■ REQUEST 1 ■
List every line of the records that contains the string "milky". Case counts.

■ READING PASSAGE ■
--- BEGIN ---

- Born: December 1964 (age 61) Dublin, Ireland
- Occupations: Writer, journalist
- Website: derek-turner.com

= Derek Turner (journalist) =

English freelance journalist (born 1964)

Derek Turner (born 1964) is an English journalist and author of several novels.

== Early life ==
Turner is the son of a ship’s captain of Methodist background and a Church of Ireland mother (the great niece of the Archbishop of Dublin). Before he became a journalist, he worked as a sailor, security guard, builder, advertising salesman for The Daily Telegraph, and production editor for a technical publishing firm.

==Journalism==
Turner's work has appeared in a large number of magazines and newspapers, including The Times, The Sunday Telegraph, Literary Review, The Salisbury Review, Taki's Magazine, The Economist, European Journal, The Lady, and Kent Life. His articles have appeared in the American magazines Chronicles and the Connor Post, the German publication Criticón, and other journals in Australia, France, Italy, the Czech Republic and elsewhere. In 2010, he was a contributing editor of AlternativeRight.com, the website owned by Richard B. Spencer.

--- END ---

■ REQUEST 2 ■
Give the article on Derek Turner again in full, word for word.

■ DATA FOR THE TASK ■
--- BEGIN ---

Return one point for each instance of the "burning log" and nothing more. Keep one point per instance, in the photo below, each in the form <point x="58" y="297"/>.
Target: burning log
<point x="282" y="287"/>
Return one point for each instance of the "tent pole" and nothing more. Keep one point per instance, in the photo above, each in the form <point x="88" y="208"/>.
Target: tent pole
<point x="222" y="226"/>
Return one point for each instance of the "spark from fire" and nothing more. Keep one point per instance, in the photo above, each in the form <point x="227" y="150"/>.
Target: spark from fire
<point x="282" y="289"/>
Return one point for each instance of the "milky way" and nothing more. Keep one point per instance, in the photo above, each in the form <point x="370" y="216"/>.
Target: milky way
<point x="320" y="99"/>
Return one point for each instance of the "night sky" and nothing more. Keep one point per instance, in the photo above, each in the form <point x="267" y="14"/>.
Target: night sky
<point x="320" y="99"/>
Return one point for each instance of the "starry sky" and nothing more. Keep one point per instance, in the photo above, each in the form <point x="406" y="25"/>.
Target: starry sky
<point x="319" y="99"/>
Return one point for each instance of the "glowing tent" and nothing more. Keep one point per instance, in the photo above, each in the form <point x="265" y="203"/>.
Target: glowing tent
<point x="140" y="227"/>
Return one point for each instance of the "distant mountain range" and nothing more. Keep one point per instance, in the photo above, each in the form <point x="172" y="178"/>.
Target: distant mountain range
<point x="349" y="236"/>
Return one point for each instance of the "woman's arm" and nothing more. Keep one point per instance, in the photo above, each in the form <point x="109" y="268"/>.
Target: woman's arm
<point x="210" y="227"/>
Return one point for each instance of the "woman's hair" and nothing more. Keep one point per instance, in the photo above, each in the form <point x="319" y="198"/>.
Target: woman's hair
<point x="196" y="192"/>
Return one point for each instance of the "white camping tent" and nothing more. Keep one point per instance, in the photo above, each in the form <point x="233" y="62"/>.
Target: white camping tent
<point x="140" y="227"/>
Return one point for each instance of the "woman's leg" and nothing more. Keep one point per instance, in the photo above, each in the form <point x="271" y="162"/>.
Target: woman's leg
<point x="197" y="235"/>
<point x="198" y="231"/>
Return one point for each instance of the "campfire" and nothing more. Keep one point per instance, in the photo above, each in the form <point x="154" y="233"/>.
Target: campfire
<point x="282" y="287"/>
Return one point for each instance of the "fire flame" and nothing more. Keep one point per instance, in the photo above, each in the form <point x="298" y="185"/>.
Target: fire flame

--- END ---

■ WRITTEN ANSWER 1 ■
Return one point for each instance of the "milky way" and nothing more. Keep one point per instance, in the photo above, each in the form <point x="370" y="216"/>.
Target: milky way

■ WRITTEN ANSWER 2 ■
- Born: December 1964 (age 61) Dublin, Ireland
- Occupations: Writer, journalist
- Website: derek-turner.com

= Derek Turner (journalist) =

English freelance journalist (born 1964)

Derek Turner (born 1964) is an English journalist and author of several novels.

== Early life ==
Turner is the son of a ship’s captain of Methodist background and a Church of Ireland mother (the great niece of the Archbishop of Dublin). Before he became a journalist, he worked as a sailor, security guard, builder, advertising salesman for The Daily Telegraph, and production editor for a technical publishing firm.

==Journalism==
Turner's work has appeared in a large number of magazines and newspapers, including The Times, The Sunday Telegraph, Literary Review, The Salisbury Review, Taki's Magazine, The Economist, European Journal, The Lady, and Kent Life. His articles have appeared in the American magazines Chronicles and the Connor Post, the German publication Criticón, and other journals in Australia, France, Italy, the Czech Republic and elsewhere. In 2010, he was a contributing editor of AlternativeRight.com, the website owned by Richard B. Spencer.